# WRITTEN EXERCISE:
Your task is to copy the listing exactly, with the pictures left out.

------

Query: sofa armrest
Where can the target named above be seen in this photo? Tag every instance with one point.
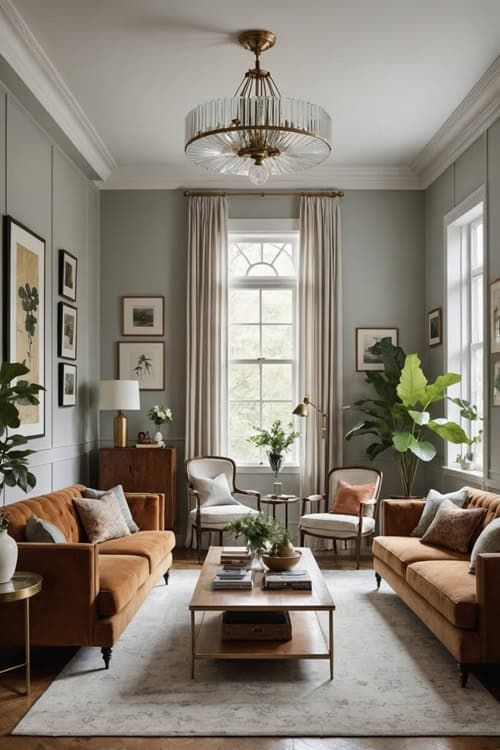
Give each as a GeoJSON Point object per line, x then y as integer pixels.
{"type": "Point", "coordinates": [148, 510]}
{"type": "Point", "coordinates": [488, 597]}
{"type": "Point", "coordinates": [401, 516]}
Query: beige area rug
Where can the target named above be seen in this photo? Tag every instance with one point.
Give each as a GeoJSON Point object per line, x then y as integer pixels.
{"type": "Point", "coordinates": [392, 677]}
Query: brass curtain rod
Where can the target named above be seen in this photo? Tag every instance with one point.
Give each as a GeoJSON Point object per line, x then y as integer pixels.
{"type": "Point", "coordinates": [265, 194]}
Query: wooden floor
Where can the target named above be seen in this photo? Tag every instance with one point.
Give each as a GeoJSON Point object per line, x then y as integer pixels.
{"type": "Point", "coordinates": [48, 662]}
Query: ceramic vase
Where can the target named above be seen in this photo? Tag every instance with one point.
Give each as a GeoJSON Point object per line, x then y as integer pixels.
{"type": "Point", "coordinates": [8, 557]}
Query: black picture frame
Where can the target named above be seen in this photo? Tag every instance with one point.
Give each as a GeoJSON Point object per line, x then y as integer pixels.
{"type": "Point", "coordinates": [67, 394]}
{"type": "Point", "coordinates": [67, 331]}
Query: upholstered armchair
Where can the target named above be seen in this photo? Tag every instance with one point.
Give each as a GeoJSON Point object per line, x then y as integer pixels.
{"type": "Point", "coordinates": [211, 484]}
{"type": "Point", "coordinates": [326, 524]}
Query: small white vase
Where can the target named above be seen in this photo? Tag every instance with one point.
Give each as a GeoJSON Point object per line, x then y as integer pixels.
{"type": "Point", "coordinates": [8, 557]}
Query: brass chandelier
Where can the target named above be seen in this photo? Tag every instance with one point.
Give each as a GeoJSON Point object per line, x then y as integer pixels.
{"type": "Point", "coordinates": [257, 132]}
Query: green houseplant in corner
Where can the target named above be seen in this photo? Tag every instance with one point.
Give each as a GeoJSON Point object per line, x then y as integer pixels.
{"type": "Point", "coordinates": [399, 415]}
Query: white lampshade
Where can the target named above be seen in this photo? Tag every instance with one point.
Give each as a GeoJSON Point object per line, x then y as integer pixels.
{"type": "Point", "coordinates": [119, 394]}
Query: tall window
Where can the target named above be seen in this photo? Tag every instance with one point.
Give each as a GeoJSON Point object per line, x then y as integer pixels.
{"type": "Point", "coordinates": [465, 318]}
{"type": "Point", "coordinates": [262, 338]}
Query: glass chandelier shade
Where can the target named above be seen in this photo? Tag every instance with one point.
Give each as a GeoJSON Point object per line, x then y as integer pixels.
{"type": "Point", "coordinates": [257, 133]}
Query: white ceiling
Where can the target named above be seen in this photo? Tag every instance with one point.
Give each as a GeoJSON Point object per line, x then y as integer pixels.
{"type": "Point", "coordinates": [389, 72]}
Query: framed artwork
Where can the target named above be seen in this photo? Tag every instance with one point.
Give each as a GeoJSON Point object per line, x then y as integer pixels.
{"type": "Point", "coordinates": [67, 384]}
{"type": "Point", "coordinates": [68, 267]}
{"type": "Point", "coordinates": [143, 316]}
{"type": "Point", "coordinates": [434, 327]}
{"type": "Point", "coordinates": [495, 316]}
{"type": "Point", "coordinates": [24, 314]}
{"type": "Point", "coordinates": [366, 338]}
{"type": "Point", "coordinates": [143, 361]}
{"type": "Point", "coordinates": [67, 330]}
{"type": "Point", "coordinates": [496, 383]}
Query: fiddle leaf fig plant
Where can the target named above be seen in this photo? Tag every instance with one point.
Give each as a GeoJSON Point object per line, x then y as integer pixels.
{"type": "Point", "coordinates": [14, 470]}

------

# OUTPUT OF THE EXERCISE:
Query: sofa armrest
Where can the target named above be seen in this photo? Tag every instance with one point.
Give each as a GeoJSON Point object per line, x then y as integer pixels.
{"type": "Point", "coordinates": [148, 510]}
{"type": "Point", "coordinates": [488, 597]}
{"type": "Point", "coordinates": [401, 516]}
Query: beige area rug
Where can the target named above be seen in this photo? Tag every instance with one point.
Give each as a GeoJSON Point object per line, x then y as integer pixels.
{"type": "Point", "coordinates": [392, 677]}
Query: brass curtain rod
Where can the target named above be seen in this photo? Tag every instance with one point.
Give each as a GeoJSON Point object per line, x then y as integer pixels.
{"type": "Point", "coordinates": [265, 194]}
Query: wooden floor
Where can the target named above be seen in this photo? Tag every instance with one point.
Give each as a GeoJSON Point object per line, x then y as integer pixels.
{"type": "Point", "coordinates": [48, 662]}
Query: ceramic vase
Where can the target named above be seen in this photo? Tag every instance with one point.
Give each as a GeoJSON Point object per line, x then y as integer pixels.
{"type": "Point", "coordinates": [8, 557]}
Query: black picture frame
Where can the target named above be seen in this photo? Tag every instance with one point.
Give each as a GeoJSON Point object per line, x then y as integer pixels.
{"type": "Point", "coordinates": [67, 394]}
{"type": "Point", "coordinates": [67, 331]}
Query: upholstered armchair
Where can the target named above be seen in this photo? Tag every instance with one point.
Give each as a GeoJSON Point object per line, x then y as integer pixels.
{"type": "Point", "coordinates": [211, 484]}
{"type": "Point", "coordinates": [326, 524]}
Query: small white vase
Where can the target named above be seen in this photo? Tag every instance with one point.
Give each as a GeoJSON Point object per line, x then y as integer pixels.
{"type": "Point", "coordinates": [8, 557]}
Query: brass chandelier
Where can the target named above be seen in this photo? Tag every instance with one point.
Give each as a GeoJSON Point object per line, x then y as integer pixels.
{"type": "Point", "coordinates": [257, 132]}
Query: green houseplant in corner
Where can the target named above be seen in this photo? Tag every instance with one point.
Give each as a GeoJSON Point object per line, x then y as integer pixels.
{"type": "Point", "coordinates": [399, 415]}
Query: white lampshade
Where can the target named above be seen in this photo? Tag every instance with one point.
Give each as a GeoJSON Point object per line, x then y as integer pixels.
{"type": "Point", "coordinates": [119, 394]}
Query: tall window
Where can the target named above be seen in this photo? Tag every instance with one point.
Give each as a GeoJSON Point object per line, x then y as integer pixels.
{"type": "Point", "coordinates": [465, 318]}
{"type": "Point", "coordinates": [262, 338]}
Query: glass chandelier shade
Where can the target named above be seen in this photo? Tag every instance with one point.
Give each as a GeoJSON Point object per line, x then y as integer pixels.
{"type": "Point", "coordinates": [257, 133]}
Query: white ceiling
Where can the target named above be seen in this photo? Tag every instance with one point.
Give each as a GeoJSON Point object per line, x then y as integer pixels.
{"type": "Point", "coordinates": [389, 72]}
Query: framed artwork
Where can the target named above be seen in this photo? Tag every instance with one point.
Give each as a GeoJSON Point object per line, x then y as integer pixels.
{"type": "Point", "coordinates": [67, 384]}
{"type": "Point", "coordinates": [68, 267]}
{"type": "Point", "coordinates": [143, 316]}
{"type": "Point", "coordinates": [434, 327]}
{"type": "Point", "coordinates": [495, 316]}
{"type": "Point", "coordinates": [24, 314]}
{"type": "Point", "coordinates": [366, 338]}
{"type": "Point", "coordinates": [143, 361]}
{"type": "Point", "coordinates": [67, 330]}
{"type": "Point", "coordinates": [496, 383]}
Query: fiddle leaf fig plant
Where can the target named above be seen in this photo? Tag every instance with one point.
Give each as a GeoJSON Point object per line, x then y as integer pixels.
{"type": "Point", "coordinates": [14, 470]}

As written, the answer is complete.